* Begin Excerpted text *

I have installed Python3, yet when I install and execute pb it doesn’t return anything on screen.

Try restarting your Terminal/Shell/PowerShell and try again.

You can also try to find the location of your Python executable. PB would be installed where the executables embedded in other Python packages are installed.

I am an existing user who updated to the new version and now I am unable to use the PB tool. On Windows, I get the error: 'pb' is not recognized as an internal or external command, operable program or batch file.

Execute the following commands to do a fresh install:

  1. pip3 uninstall profiles-rudderstack-bin
  2. pip3 uninstall profiles-rudderstack
  3. pip3 install profiles-rudderstack --no-cache-dir

I am unable to download, getting ERROR: Package 'profiles-rudderstack' requires a different Python: 3.7.10 not in '>=3.8, <=3.10'

Update your Python 3 to a version greater than or equal to 3.8 and less than or equal to 3.10.

I am unable to download profile builder by running pip3 install profiles-rudderstack even though I have Python installed.

Firstly, make sure that Python3 is correctly installed. You can also try to substitute pip3 with pip and execute the install command.

* End Excerpted text *
* Begin Rows *

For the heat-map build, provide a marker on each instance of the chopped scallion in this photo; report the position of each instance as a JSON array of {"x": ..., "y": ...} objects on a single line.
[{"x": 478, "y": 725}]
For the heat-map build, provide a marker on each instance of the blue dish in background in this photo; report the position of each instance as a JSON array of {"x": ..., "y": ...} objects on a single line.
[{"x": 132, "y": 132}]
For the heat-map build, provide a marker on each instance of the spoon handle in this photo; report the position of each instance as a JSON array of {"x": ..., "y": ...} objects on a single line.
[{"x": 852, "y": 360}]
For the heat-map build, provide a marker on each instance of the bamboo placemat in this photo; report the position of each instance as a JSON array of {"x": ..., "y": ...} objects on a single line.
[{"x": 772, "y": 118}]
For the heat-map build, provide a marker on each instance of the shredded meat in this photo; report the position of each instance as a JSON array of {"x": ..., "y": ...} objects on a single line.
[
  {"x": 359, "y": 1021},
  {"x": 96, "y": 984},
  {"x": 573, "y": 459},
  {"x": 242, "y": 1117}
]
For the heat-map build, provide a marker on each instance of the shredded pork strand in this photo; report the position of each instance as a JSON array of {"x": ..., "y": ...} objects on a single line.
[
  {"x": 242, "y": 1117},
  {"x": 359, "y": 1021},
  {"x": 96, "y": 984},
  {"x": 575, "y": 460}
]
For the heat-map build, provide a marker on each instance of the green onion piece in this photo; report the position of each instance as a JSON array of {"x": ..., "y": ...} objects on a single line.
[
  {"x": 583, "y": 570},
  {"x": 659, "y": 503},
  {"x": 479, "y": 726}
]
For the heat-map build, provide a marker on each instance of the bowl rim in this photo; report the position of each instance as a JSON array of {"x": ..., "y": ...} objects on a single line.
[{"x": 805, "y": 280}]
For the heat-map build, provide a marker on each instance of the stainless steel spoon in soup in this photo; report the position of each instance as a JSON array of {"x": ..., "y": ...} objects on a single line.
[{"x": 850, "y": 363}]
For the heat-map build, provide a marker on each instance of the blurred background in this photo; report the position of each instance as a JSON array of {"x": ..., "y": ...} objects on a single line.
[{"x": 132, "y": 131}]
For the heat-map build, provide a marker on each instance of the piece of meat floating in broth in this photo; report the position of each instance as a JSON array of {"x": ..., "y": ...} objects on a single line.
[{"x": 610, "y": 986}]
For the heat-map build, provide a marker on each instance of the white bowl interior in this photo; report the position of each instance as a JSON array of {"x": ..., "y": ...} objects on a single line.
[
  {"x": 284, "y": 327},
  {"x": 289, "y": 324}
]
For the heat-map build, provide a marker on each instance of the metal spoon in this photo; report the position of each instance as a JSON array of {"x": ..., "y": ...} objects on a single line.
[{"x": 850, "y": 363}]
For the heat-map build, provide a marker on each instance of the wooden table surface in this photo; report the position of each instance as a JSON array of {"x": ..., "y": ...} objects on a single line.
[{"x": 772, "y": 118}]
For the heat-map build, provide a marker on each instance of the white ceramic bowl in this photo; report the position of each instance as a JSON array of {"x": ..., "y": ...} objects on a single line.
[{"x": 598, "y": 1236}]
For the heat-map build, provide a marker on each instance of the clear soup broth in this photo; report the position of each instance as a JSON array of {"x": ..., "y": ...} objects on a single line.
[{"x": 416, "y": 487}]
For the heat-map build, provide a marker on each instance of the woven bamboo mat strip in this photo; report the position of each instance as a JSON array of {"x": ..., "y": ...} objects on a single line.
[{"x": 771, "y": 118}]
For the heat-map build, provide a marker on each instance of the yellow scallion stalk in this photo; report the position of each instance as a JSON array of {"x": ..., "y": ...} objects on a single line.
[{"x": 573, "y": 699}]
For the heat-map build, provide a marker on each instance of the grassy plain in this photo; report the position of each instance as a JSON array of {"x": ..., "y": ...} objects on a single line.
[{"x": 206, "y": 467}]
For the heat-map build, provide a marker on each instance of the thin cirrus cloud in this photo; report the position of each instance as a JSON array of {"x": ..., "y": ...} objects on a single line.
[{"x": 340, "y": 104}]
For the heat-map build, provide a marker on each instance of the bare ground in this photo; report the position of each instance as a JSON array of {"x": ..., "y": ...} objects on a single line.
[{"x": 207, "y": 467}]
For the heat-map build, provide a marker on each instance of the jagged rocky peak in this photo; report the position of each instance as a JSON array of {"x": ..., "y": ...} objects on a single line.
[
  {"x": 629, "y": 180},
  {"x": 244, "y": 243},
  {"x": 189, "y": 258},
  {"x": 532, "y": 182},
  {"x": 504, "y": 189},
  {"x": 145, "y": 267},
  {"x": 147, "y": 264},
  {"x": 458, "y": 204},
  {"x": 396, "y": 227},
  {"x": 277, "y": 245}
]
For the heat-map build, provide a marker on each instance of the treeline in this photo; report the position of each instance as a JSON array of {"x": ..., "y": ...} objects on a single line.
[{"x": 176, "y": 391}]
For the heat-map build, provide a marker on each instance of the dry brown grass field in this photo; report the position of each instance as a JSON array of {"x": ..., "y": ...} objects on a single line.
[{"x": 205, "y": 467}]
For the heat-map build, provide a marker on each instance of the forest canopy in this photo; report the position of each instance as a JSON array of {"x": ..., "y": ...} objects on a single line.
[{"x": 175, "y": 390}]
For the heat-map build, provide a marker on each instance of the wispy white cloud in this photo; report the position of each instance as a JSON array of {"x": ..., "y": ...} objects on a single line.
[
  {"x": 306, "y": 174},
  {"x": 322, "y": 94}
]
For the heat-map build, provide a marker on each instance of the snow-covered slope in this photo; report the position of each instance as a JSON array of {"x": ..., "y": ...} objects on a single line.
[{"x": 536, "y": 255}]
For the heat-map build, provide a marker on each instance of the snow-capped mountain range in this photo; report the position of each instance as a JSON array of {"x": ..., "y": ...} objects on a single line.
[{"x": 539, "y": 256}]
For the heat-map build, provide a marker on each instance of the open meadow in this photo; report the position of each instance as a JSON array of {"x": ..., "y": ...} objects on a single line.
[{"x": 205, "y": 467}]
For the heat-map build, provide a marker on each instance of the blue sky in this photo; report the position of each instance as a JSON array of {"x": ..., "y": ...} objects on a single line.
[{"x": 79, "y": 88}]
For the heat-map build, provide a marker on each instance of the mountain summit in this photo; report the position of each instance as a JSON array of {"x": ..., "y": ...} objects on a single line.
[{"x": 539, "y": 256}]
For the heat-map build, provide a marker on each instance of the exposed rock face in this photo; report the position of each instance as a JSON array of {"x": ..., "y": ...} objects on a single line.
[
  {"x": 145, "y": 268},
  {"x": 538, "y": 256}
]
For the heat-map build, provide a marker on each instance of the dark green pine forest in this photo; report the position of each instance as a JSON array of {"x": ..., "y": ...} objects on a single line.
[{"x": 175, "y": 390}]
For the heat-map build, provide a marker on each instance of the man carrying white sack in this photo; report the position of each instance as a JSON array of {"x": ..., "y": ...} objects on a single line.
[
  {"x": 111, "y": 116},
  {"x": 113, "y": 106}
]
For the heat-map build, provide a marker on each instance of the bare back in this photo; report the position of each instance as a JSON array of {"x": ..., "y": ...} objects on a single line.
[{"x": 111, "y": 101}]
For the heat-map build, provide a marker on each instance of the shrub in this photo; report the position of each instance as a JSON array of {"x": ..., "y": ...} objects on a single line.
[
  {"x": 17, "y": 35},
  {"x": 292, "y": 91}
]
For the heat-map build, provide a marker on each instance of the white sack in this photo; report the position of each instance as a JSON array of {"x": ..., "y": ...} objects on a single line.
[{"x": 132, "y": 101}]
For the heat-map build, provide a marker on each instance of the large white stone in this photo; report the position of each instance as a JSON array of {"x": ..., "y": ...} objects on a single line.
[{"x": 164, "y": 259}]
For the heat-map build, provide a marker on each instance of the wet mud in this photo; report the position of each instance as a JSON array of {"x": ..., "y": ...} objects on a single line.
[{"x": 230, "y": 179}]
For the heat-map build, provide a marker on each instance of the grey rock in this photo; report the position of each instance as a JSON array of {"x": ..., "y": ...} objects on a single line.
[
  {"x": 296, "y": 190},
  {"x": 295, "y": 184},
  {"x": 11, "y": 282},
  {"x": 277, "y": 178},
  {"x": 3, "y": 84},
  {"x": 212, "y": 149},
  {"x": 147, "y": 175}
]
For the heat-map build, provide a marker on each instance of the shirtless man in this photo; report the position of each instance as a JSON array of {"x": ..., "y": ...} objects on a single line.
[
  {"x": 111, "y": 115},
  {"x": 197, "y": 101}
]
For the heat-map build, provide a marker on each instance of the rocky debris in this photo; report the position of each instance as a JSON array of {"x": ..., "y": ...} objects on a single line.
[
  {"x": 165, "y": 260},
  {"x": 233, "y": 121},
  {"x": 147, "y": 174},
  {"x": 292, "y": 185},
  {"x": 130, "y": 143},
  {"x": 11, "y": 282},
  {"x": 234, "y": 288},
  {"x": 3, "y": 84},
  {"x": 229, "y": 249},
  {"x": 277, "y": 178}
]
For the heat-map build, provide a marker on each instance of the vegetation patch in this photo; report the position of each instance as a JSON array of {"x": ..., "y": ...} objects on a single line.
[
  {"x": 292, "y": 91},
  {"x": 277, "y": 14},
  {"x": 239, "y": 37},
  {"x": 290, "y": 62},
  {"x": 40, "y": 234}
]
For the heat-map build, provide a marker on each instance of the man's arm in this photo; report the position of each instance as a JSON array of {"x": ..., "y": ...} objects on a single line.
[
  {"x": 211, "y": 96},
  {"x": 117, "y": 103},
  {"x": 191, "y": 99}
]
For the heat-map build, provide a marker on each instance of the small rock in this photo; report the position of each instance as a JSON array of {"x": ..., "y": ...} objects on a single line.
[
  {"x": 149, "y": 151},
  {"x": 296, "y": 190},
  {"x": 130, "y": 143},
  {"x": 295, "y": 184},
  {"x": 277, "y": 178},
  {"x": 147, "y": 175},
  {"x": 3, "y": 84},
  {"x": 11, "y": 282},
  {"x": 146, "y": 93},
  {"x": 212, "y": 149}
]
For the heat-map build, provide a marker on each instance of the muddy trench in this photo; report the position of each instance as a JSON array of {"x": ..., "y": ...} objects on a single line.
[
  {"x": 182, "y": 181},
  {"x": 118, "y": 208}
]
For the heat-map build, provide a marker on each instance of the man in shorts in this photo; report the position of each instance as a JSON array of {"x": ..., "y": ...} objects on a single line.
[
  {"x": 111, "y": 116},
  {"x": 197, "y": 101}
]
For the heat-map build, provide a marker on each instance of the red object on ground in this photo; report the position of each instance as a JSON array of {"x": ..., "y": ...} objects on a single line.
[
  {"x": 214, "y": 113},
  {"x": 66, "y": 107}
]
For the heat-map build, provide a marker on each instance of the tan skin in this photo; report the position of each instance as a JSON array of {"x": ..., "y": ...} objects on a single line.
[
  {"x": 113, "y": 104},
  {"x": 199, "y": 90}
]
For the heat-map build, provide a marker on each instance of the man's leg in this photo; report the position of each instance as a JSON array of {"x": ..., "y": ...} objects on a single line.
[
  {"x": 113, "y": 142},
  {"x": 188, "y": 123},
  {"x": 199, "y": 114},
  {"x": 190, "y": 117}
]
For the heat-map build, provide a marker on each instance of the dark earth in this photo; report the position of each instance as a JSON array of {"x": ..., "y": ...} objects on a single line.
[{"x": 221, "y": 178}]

* End Rows *

** What is asked **
(1) List each command given in the troubleshooting text for doing a fresh install of the PB tool.
(2) Reproduce the passage of the troubleshooting text starting with "I am unable to download, getting" and going on through "have Python installed.".
Work only from the troubleshooting text; the records play no part here.

** Answers in order **
(1)
pip3 uninstall profiles-rudderstack-bin
pip3 uninstall profiles-rudderstack
pip3 install profiles-rudderstack --no-cache-dir

(2)
I am unable to download, getting ERROR: Package 'profiles-rudderstack' requires a different Python: 3.7.10 not in '>=3.8, <=3.10'

Update your Python 3 to a version greater than or equal to 3.8 and less than or equal to 3.10.

I am unable to download profile builder by running pip3 install profiles-rudderstack even though I have Python installed.